Count the lines in the data below that contain the word "green", matching case exactly, and reply with only the number.

================

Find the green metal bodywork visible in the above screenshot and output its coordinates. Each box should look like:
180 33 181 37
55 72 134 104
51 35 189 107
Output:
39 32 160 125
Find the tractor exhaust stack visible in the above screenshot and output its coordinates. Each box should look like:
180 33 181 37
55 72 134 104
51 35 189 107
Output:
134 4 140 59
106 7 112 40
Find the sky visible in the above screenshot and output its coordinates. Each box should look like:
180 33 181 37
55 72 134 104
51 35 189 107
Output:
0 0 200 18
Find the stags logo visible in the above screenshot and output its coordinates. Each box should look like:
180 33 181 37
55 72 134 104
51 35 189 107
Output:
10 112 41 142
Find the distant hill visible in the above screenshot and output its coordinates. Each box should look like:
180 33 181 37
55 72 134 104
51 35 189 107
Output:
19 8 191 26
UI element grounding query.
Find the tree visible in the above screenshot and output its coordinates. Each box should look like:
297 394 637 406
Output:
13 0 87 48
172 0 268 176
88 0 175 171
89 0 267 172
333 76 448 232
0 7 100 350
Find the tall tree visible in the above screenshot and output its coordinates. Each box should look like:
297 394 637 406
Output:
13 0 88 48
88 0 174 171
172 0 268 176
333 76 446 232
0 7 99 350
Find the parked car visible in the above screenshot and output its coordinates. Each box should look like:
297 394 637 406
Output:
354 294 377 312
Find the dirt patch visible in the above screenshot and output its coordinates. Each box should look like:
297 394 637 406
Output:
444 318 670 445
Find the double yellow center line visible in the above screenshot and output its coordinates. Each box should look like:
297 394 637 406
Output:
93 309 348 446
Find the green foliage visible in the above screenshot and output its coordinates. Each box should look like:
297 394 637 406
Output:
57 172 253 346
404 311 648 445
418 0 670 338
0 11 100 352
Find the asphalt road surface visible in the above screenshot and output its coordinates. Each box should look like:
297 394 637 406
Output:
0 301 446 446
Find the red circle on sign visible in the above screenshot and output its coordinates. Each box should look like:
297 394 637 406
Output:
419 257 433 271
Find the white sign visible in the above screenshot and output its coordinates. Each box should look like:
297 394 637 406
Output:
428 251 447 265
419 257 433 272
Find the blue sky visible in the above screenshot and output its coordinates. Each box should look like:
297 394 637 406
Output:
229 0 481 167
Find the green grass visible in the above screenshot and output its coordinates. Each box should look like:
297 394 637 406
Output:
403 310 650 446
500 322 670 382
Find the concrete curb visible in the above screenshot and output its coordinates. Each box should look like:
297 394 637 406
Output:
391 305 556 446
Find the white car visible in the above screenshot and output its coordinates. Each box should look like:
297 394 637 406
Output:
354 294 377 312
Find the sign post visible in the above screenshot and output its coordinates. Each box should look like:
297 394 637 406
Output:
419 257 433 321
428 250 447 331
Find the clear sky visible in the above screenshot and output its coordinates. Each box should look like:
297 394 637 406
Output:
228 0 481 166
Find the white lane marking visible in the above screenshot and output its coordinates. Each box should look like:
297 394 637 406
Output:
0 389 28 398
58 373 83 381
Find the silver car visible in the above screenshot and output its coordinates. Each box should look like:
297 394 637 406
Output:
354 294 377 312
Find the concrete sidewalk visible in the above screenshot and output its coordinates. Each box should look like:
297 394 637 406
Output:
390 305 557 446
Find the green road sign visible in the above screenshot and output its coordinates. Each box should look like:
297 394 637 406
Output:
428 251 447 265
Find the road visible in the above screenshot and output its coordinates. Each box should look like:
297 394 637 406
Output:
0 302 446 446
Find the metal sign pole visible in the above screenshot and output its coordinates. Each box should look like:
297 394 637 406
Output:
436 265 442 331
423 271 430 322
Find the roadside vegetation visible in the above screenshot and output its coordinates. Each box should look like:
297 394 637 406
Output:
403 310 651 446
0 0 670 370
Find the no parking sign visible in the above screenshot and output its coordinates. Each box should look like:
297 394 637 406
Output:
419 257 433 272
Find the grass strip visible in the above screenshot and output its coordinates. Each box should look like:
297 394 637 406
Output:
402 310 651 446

================

### [ANSWER FOR THIS EXERCISE]
4